● **Texto fuente**:
▼▼▼

Putin no debería haberlo considerado un test sobre cómo reaccionaría Occidente ante una invasión de Ucrania.

Putin no debería haberlo considerado un test sobre cómo reaccionaría Occidente ante una invasión de Ucrania.
EFE

Unos días antes de intervenir en Siria, Putin hizo en la ONU un llamamiento a Occidente para forjar una alianza que fuera a Siria a luchar contra el terrorismo islámico. Nadie le secundó, pero cuando envió su ejército ninguna objeción tuvo, pues iba allí a hacer lo que Occidente hubiera querido pero no sabía cómo. Naturalmente, Putin no combatió al ISIS más que en lo necesario para salvar al régimen de Bashar al Asad. Entre sus tácticas, descolló el bombardeo de objetivos civiles, especialmente hospitales, hasta desmoralizar por completo a los rebeldes. De esta manera creyó haber infligido a Occidente una terrible derrota por haber conseguido la supervivencia de un régimen que no puede ser más opuesto a nuestros valores. Y lo hizo comprobando que nadie movió un dedo para evitarlo. Apenas tuvo bajas, consiguió demostrar que su Rusia, a diferencia de la URSS, era capaz de vencer en Oriente Medio y logró establecer unas importantes bases en el Mediterráneo oriental. Pensó que, si Occidente le había dejado hacer todo eso, crímenes de guerra incluidos, podría hacer lo mismo en Ucrania.

De lo que no se dio cuenta es de que Occidente no había sido derrotado en Siria. Es verdad que el objetivo de derrocar a Asad no se había logrado porque Putin lo impidió. Pero no hay que olvidar que, en vista de cómo había terminado la Primavera Árabe, lo ocurrido en Libia tras la caída de Gadafi o en Egipto tras la de Mubarak, y lo que inevitablemente acabaría ocurriendo en Afganistán, no tenía sentido enfrentarse a Rusia para sustituir al régimen sirio por otro islamista, potencialmente más peligroso para Occidente que el del propio Asad. Al contrario, fue una solución muy conveniente que Rusia lo salvara y no tener los Gobiernos occidentales que arrostrar ante sus opiniones públicas la responsabilidad de dejar en el poder a un criminal.

Así que la derrota que Putin creyó haber infligido a Occidente estuvo muy lejos de ser tal. Y Putin no debería haberlo considerado un test sobre cómo reaccionaría Occidente ante una invasión de Ucrania. Para empezar, los ucranianos se sienten occidentales y se esfuerzan por abrazar sus valores. En Siria tan sólo una facción parecía creer en la democracia, y no con demasiado fervor. En Kiev no hay un régimen que salvar de la presión de su pueblo. Lo hubo en 2014, el de Yanúkovich, pero ya no queda nada de él y los pocos respaldos que podría haber tenido entre la población ucraniana volaron en pedazos cuando cayeron las primeras bombas rusas. El ejército ucraniano no es el de unos desorganizados rebeldes, sino unas fuerzas armadas modernas que llevan ocho años preparándose para esto. Los bombardeos de hospitales, que en Siria fueron recibidos con indiferencia por Occidente, algo de lo que deberíamos avergonzarnos, generan en Ucrania una corriente de solidaridad tan poderosa que apenas se oyen por aquí voces que clamen por una rendición. En consecuencia, la mella que puedan hacer tan delictivos actos en la voluntad ucraniana de resistir se compensa con la ayuda militar y de todo tipo que el país agredido recibe de un escandalizado Occidente.

▲▲▲

● **Objetivo de la tarea**: Extrae sin cambios del texto sobre Putin, Siria y Ucrania el fragmento que empieza con "De lo que no" y sigue hasta "a un criminal.".

● **Datos**:
▼▼▼

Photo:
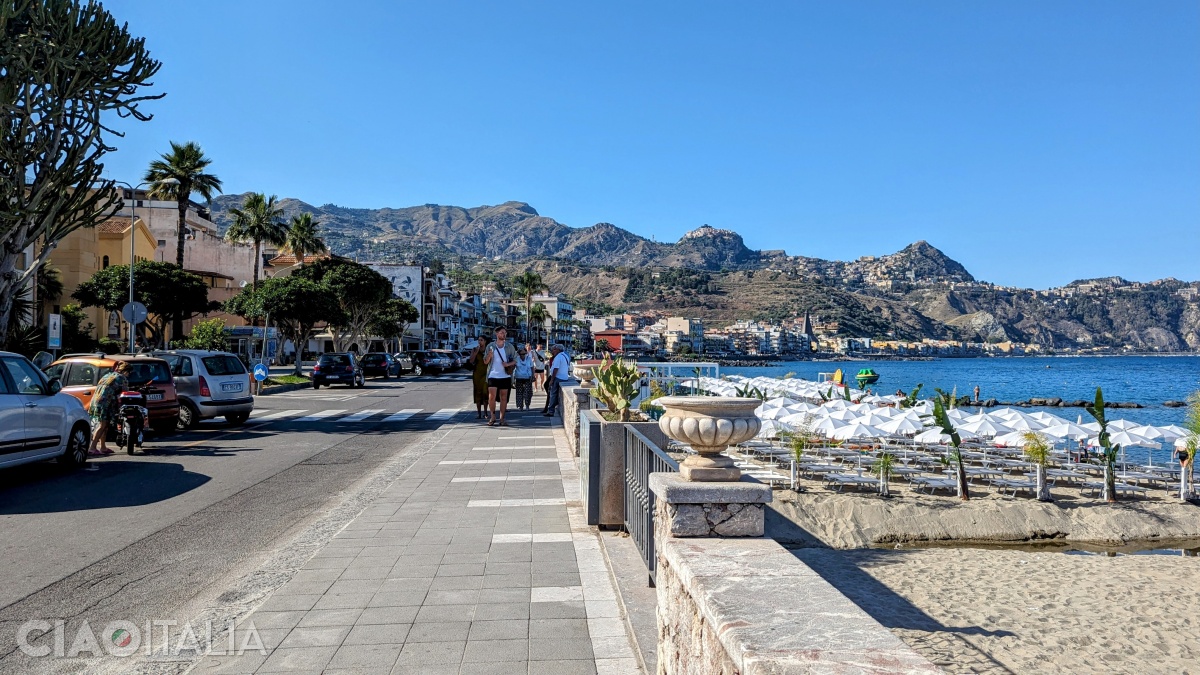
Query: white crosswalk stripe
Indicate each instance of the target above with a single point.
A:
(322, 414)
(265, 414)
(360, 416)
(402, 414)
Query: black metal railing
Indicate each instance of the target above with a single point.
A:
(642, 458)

▲▲▲

● **Respuesta**:
De lo que no se dio cuenta es de que Occidente no había sido derrotado en Siria. Es verdad que el objetivo de derrocar a Asad no se había logrado porque Putin lo impidió. Pero no hay que olvidar que, en vista de cómo había terminado la Primavera Árabe, lo ocurrido en Libia tras la caída de Gadafi o en Egipto tras la de Mubarak, y lo que inevitablemente acabaría ocurriendo en Afganistán, no tenía sentido enfrentarse a Rusia para sustituir al régimen sirio por otro islamista, potencialmente más peligroso para Occidente que el del propio Asad. Al contrario, fue una solución muy conveniente que Rusia lo salvara y no tener los Gobiernos occidentales que arrostrar ante sus opiniones públicas la responsabilidad de dejar en el poder a un criminal.